Selected passage>

I was devastated. I didn’t know I contained such a well of tears. In fairness to my other cousin, she wasn’t aware that I had become so close to Bob. And WTF cousin Bob? Have you ever heard of calling an ambulance? I still don’t have the full story.
Anyway, tombstones…
I’ve actually thought of putting my mom’s marker in the Robertson family graveyard on the land in Blaine—so let’s see what that would look like: markers for my grandparents Judson and Clara (hers w/o a death date); a marker for my Uncle Clifton, their first son together; no marker for their second son—my dad; finally a small marker for their in-law, my mom, divorced from dad almost 20 years at the time of his death—maybe not such a good idea. Her tiny marker would also, physically, look like a foot note to the three giant slab. I do kind of like the absurdity of the whole idea though.
We scattered dad’s remaining ashes around the markers when Sharon and James were here and I think that is good enough for him. He’s already had his main wish fulfilled by Sharon. Theatre ham that he was, he wanted his ashes in an urn placed on the mantel piece for everyone to see and talk about along with a short poem he wrote. Sharon did him one better and put some of his ashes in three urns keeping one for herself, sending one to my sister and one to me. We don’t have a mantel at my house but we put him on a shelf.

Excerpted data>
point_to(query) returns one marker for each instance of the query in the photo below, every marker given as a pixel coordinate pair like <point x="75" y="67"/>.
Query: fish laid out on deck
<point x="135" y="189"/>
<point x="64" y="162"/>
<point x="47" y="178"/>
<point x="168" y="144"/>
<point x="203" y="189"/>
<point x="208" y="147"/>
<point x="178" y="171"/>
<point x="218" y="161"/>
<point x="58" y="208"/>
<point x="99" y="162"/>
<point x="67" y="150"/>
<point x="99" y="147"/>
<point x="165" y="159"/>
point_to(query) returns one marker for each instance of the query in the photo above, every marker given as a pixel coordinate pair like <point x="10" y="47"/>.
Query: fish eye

...

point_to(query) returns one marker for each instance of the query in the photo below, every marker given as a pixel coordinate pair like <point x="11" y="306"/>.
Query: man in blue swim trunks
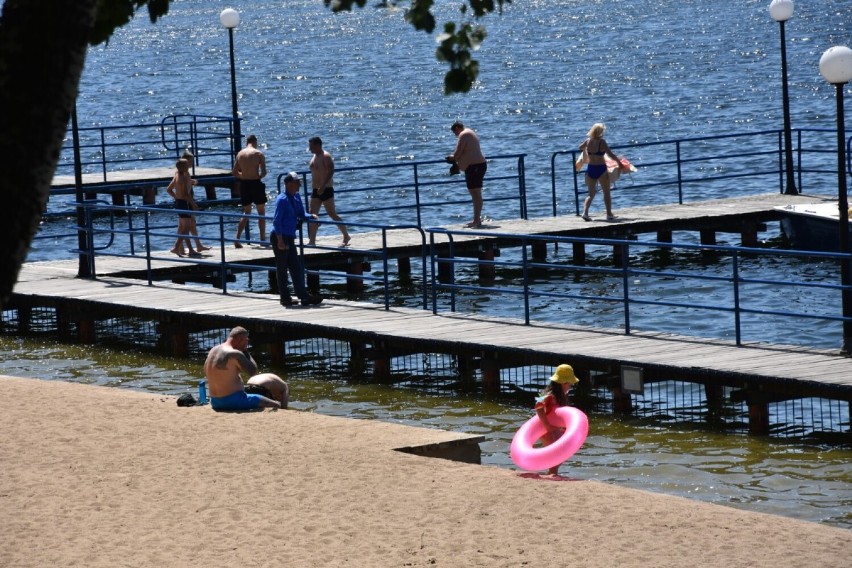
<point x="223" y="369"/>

Work item A> Decide whether each statement agrees with the passage about family grave markers, answering yes or no and quoting the words that decide it: (i) the narrator's mother had been divorced from the narrator's father for almost 20 years when he died; (ii) Uncle Clifton was the second son of Judson and Clara; (iii) the narrator keeps the urn on a mantel at home.
Work item B> Extract the portion of the passage about family grave markers starting at "I was devastated." and ending at "whole idea though.".
The records come from a separate source.

Response box A>
(i) Yes: "divorced from dad almost 20 years at the time of his death"
(ii) No: "my Uncle Clifton, their first son together"
(iii) No: "We don’t have a mantel at my house but we put him on a shelf."

Response box B>
I was devastated. I didn’t know I contained such a well of tears. In fairness to my other cousin, she wasn’t aware that I had become so close to Bob. And WTF cousin Bob? Have you ever heard of calling an ambulance? I still don’t have the full story.
Anyway, tombstones…
I’ve actually thought of putting my mom’s marker in the Robertson family graveyard on the land in Blaine—so let’s see what that would look like: markers for my grandparents Judson and Clara (hers w/o a death date); a marker for my Uncle Clifton, their first son together; no marker for their second son—my dad; finally a small marker for their in-law, my mom, divorced from dad almost 20 years at the time of his death—maybe not such a good idea. Her tiny marker would also, physically, look like a foot note to the three giant slab. I do kind of like the absurdity of the whole idea though.